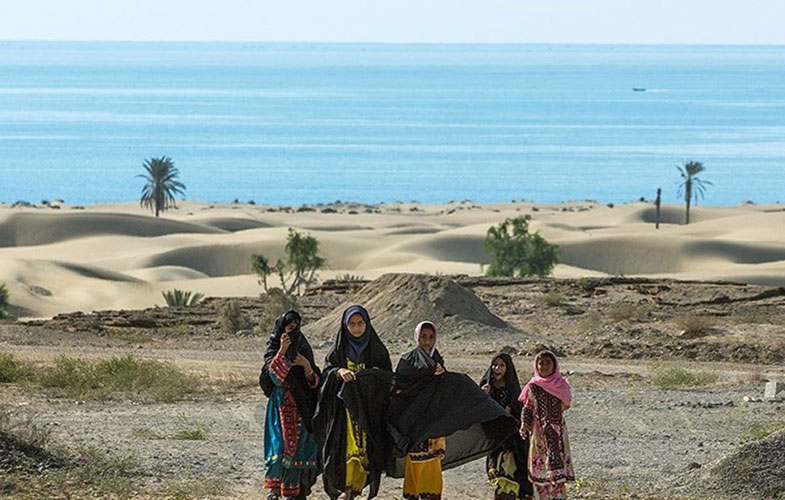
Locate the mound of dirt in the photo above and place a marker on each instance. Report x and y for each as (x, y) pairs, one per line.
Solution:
(756, 470)
(397, 302)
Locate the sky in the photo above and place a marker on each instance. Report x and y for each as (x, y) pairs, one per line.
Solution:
(399, 21)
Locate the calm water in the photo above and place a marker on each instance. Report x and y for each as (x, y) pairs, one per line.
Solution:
(283, 123)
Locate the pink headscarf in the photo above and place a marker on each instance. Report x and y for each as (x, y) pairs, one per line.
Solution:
(555, 384)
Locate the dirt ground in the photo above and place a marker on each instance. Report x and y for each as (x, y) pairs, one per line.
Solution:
(630, 438)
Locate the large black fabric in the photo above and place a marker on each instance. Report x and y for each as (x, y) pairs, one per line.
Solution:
(426, 406)
(507, 397)
(366, 399)
(305, 395)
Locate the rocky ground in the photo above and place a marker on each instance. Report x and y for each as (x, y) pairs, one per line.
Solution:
(631, 436)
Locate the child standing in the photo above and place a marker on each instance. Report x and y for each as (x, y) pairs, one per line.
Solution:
(353, 400)
(289, 379)
(507, 465)
(544, 398)
(423, 463)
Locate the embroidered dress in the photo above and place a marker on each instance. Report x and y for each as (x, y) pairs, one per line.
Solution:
(423, 476)
(550, 462)
(289, 448)
(357, 463)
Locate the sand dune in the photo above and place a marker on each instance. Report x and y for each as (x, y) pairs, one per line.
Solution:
(118, 256)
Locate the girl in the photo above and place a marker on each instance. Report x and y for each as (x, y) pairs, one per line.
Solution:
(423, 463)
(289, 379)
(507, 464)
(349, 421)
(544, 398)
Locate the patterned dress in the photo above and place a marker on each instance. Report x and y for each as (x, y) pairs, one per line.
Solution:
(288, 446)
(550, 462)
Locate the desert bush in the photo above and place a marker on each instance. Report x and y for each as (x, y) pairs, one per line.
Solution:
(671, 375)
(84, 379)
(182, 298)
(4, 296)
(551, 299)
(232, 319)
(514, 250)
(695, 325)
(12, 371)
(348, 278)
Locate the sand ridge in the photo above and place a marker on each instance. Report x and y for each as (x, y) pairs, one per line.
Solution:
(119, 256)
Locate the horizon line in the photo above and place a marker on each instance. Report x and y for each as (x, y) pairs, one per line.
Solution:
(377, 42)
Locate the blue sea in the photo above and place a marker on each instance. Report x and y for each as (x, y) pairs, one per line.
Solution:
(302, 123)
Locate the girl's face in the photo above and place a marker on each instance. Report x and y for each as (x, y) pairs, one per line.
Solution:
(545, 365)
(356, 325)
(427, 338)
(499, 369)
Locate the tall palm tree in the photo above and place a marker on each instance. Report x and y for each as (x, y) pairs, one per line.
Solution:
(161, 187)
(692, 187)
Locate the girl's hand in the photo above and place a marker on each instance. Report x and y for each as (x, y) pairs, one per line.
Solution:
(346, 375)
(285, 343)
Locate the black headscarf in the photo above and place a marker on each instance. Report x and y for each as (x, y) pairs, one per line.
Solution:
(303, 393)
(367, 399)
(367, 349)
(508, 397)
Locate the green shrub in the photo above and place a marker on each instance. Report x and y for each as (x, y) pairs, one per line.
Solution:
(12, 371)
(514, 250)
(182, 298)
(82, 379)
(671, 375)
(4, 296)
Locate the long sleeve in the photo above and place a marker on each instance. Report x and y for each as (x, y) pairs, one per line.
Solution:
(279, 369)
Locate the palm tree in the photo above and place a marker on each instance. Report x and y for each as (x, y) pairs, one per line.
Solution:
(692, 187)
(158, 194)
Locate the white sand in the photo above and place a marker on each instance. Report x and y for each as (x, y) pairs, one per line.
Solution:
(119, 256)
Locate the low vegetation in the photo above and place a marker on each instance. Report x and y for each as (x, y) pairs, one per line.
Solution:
(516, 251)
(106, 379)
(182, 298)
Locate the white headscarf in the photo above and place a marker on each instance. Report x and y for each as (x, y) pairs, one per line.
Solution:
(418, 330)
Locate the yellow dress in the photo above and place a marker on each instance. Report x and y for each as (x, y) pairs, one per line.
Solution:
(357, 463)
(423, 471)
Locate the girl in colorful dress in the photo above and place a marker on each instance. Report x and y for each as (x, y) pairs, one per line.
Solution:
(507, 465)
(423, 464)
(353, 400)
(289, 379)
(544, 398)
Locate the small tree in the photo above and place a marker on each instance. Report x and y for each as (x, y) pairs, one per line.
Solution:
(692, 187)
(261, 267)
(514, 250)
(181, 298)
(161, 185)
(4, 295)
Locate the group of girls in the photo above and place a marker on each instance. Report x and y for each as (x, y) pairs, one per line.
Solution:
(356, 419)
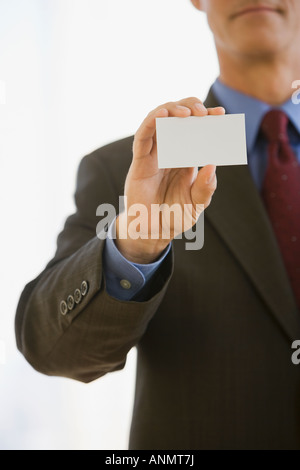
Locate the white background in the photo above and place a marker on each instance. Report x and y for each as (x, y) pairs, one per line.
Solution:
(77, 74)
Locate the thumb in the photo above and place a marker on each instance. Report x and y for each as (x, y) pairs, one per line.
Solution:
(204, 186)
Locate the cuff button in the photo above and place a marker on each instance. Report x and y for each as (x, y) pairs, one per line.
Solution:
(84, 288)
(77, 296)
(70, 302)
(63, 308)
(125, 284)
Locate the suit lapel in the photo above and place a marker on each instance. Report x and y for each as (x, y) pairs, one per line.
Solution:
(238, 215)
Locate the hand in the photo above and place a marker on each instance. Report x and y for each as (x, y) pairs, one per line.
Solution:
(191, 190)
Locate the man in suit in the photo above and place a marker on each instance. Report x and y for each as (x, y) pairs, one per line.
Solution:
(214, 327)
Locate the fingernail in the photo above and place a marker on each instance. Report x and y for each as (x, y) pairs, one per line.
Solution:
(211, 177)
(183, 108)
(200, 107)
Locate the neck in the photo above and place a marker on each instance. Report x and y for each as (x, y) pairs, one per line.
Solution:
(268, 80)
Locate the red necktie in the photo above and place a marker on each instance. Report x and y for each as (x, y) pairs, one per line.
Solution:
(281, 193)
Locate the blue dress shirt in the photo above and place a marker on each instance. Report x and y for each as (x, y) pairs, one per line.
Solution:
(125, 279)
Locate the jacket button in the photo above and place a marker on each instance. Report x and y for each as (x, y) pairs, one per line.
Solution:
(70, 302)
(63, 308)
(77, 296)
(125, 284)
(84, 288)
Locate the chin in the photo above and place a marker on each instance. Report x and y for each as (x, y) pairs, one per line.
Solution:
(262, 45)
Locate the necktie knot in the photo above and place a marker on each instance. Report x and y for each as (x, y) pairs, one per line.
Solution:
(274, 126)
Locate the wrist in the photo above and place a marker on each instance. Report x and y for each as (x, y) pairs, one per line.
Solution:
(140, 251)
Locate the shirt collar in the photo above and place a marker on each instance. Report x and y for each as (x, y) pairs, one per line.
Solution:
(236, 102)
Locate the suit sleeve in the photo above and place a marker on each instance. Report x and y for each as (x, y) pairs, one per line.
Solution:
(94, 337)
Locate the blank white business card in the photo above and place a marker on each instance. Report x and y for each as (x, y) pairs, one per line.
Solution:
(198, 141)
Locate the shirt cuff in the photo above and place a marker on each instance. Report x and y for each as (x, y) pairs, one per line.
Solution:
(125, 279)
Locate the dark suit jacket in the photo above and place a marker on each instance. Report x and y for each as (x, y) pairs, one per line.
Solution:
(213, 336)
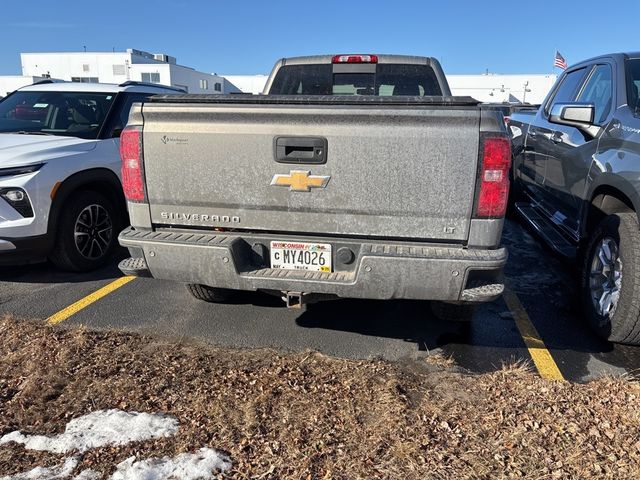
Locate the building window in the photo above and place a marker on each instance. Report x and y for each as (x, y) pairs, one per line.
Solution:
(151, 77)
(84, 79)
(119, 69)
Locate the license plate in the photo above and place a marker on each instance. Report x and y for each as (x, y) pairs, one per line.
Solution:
(314, 257)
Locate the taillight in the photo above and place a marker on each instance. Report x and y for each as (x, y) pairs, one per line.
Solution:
(131, 156)
(355, 59)
(493, 183)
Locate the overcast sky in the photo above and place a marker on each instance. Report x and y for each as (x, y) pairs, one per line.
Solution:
(246, 37)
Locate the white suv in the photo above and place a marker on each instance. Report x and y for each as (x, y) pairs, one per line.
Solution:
(60, 191)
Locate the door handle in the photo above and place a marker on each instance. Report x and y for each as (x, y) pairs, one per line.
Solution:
(300, 150)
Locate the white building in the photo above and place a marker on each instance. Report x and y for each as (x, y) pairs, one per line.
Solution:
(492, 88)
(497, 88)
(118, 67)
(248, 83)
(9, 83)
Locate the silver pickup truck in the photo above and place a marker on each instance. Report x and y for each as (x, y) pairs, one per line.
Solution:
(355, 176)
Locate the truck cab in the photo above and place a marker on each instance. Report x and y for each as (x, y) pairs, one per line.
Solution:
(577, 169)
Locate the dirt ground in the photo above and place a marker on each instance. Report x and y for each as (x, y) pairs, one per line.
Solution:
(307, 416)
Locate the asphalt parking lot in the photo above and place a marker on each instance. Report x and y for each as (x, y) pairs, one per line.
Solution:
(537, 320)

ABOUT THIS EXERCISE: Review the preceding data and report every line that includes the string "blue".

ANSWER FOR THE TASK:
Locate the blue sea in the photo above and place a marker on each instance. Report x and y for each as (x, y) pairs, one per line.
Locate the blue dress shirt in the photo above and place a marker on each instance. Report x and y for each as (x, y) pairs, one per line.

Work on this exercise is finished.